- [PROVIDED TEXT]
========
Wednesday, June 19, 2013

CC 2013--Round Two


Nem vem que Nao Tem Syndicate Members,
CC 2013

Great tournament we have going, football fans! In eleven years of keeping a book, I cannot recall a tournament in which EVERY SINGLE first round match proved wildly entertaining. Excellent debut for the Brazilians. The Wops and Spaniards maintained the pace. The “Super Eagles” remain truly super. Despite their off-field problems, they showed up and demonstrated enough poise to crush the opposing inferior insects. 

Do forgive your friendly bookie as he finds himself atypically “over-worked and over-politic-ed”. Such things happen even to the most experienced academic warriors. The intrinsic value of the syndicate remains our fellowship. We shall not deviate from this foundational principle as our Summer festival progresses. Even if a late start leaves your reliable Vicey scrambling to catch up with your riffs, rest assured that every last letter remains duly saved and documented. Should you require evidence of the “Proof Positive Grade”, I’m happy to present to you the best counter-riffs (written, spoken, and intimated) associated with this year’s sponsor:

 “Big Flats 1901 Premium Brew”

Riff: “Big Flats 1901 Premium Brew: When a bottle of Isopropyl Alcohol just isn’t classy enough.”

Counter riffs:

--“Big Flats: Even better than the Wintergreen variety of Isopropyl Alcohol!”

--“Big Flats: Your teeth are already green. Who gives a shit?”

--“Big Flats: Stock it properly.”

Riff: “Big Flats 1901 Premium Brew: At a price of $2.99 you can’t afford NOT to get wasted. Big Flats: Pour some on the ground for all your dead homies, and try not to act surprised when they spit it right back in your face”

Counter riffs:

--“It actually costs $3.49”
========
- [PROVIDED DATA]
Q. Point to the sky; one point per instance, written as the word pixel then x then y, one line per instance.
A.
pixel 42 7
========
- [TASKS TO PERFORM]
**a.** In the tournament post, how many years has the bookie been keeping a book?
**b.** Repeat a passage from the tournament post word for word, beginning at the words "Wednesday, June 19, 2013" and stopping after the words "opposing inferior insects.".

- [FULL SOLUTIONS]
**a.** Eleven years.

**b.**
Wednesday, June 19, 2013

CC 2013--Round Two


Nem vem que Nao Tem Syndicate Members,
CC 2013

Great tournament we have going, football fans! In eleven years of keeping a book, I cannot recall a tournament in which EVERY SINGLE first round match proved wildly entertaining. Excellent debut for the Brazilians. The Wops and Spaniards maintained the pace. The “Super Eagles” remain truly super. Despite their off-field problems, they showed up and demonstrated enough poise to crush the opposing inferior insects.